# Data to use:

----

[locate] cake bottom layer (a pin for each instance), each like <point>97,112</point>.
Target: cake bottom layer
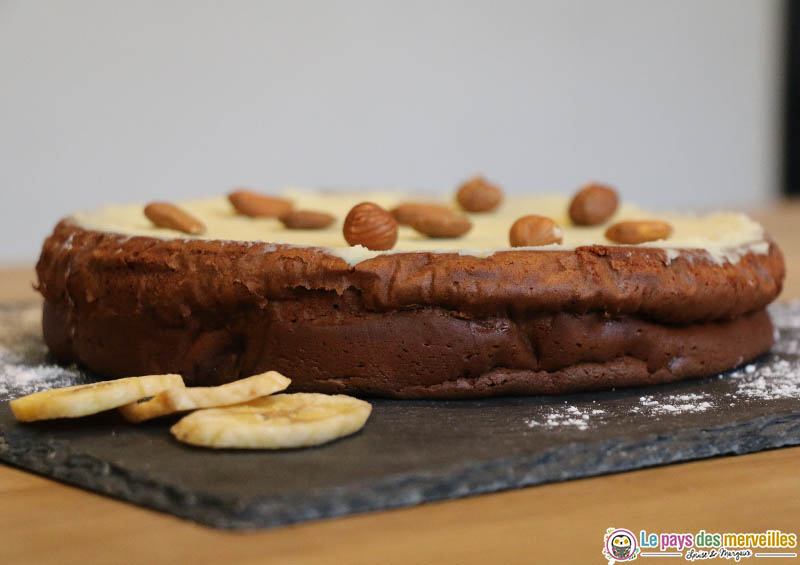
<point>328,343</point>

----

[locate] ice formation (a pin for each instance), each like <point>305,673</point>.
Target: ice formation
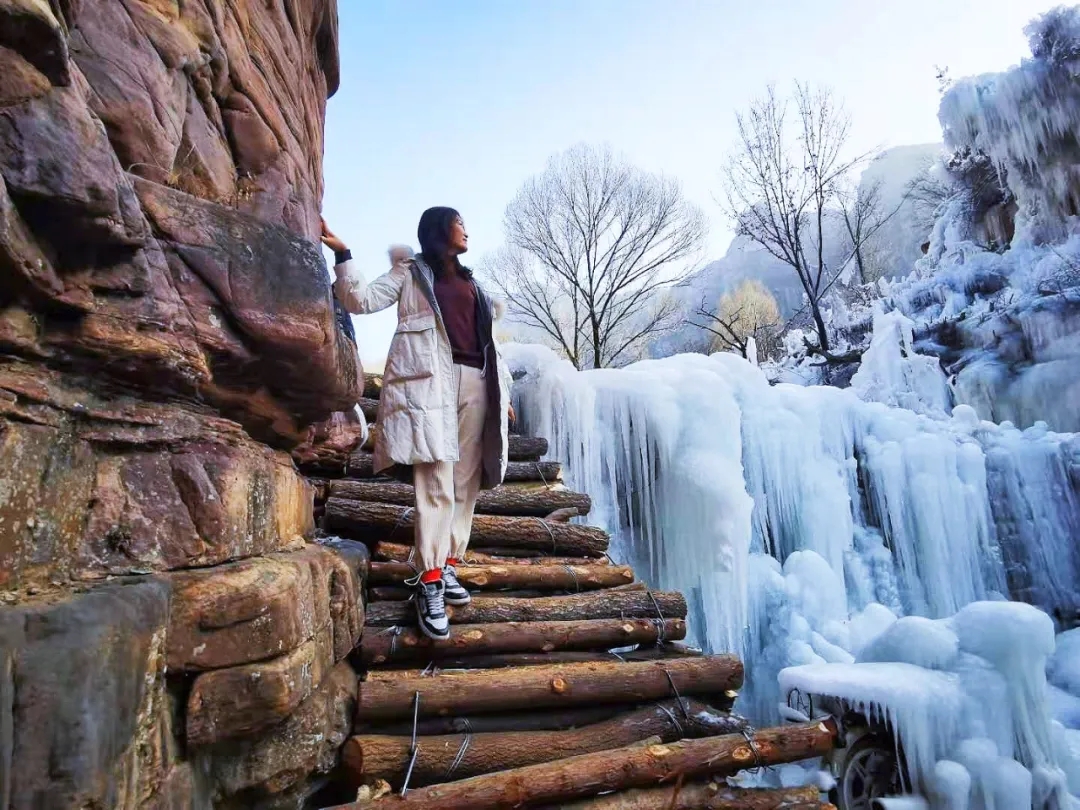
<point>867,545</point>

----

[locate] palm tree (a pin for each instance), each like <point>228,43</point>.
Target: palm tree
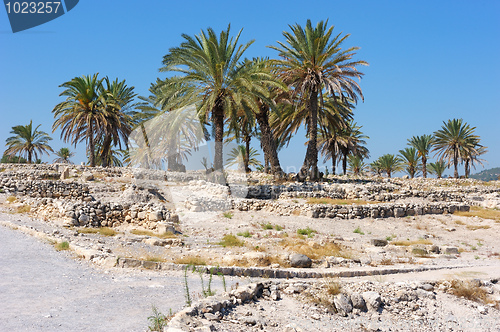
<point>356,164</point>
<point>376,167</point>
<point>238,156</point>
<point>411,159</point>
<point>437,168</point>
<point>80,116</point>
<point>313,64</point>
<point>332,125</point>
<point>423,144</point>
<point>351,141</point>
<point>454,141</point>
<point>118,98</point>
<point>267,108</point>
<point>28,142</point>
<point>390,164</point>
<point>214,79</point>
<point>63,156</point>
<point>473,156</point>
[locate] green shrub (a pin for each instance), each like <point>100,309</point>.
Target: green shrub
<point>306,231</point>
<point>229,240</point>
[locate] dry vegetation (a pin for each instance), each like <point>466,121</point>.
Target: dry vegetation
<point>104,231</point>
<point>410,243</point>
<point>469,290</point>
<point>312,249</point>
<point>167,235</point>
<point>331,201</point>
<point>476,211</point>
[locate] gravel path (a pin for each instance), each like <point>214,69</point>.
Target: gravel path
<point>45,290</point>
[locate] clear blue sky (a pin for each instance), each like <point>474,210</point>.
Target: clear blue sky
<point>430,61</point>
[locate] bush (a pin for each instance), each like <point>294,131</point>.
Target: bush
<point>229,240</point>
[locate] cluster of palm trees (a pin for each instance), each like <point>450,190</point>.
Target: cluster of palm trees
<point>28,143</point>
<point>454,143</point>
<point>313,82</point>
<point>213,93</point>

----

# Aim of the exercise:
Lines of the material that contain the word "instance" are to be gathered.

# Problem solution:
[locate] cake bottom layer (a pin for each instance), each like <point>97,112</point>.
[locate] ice formation (a pin for each instance), each like <point>305,673</point>.
[locate] palm tree (a pin for each instance), each like <point>228,43</point>.
[locate] green shrub (a pin for each instance), each like <point>100,309</point>.
[locate] dry vegetation (a pin for each instance), each like <point>466,121</point>.
[locate] gravel path (a pin for each instance), each like <point>214,69</point>.
[locate] clear blue sky (a pin for each instance), each like <point>474,210</point>.
[locate] bush (a pin for each instance), each like <point>294,131</point>.
[locate] cluster of palm trees (a pin for each instance), each like <point>450,190</point>.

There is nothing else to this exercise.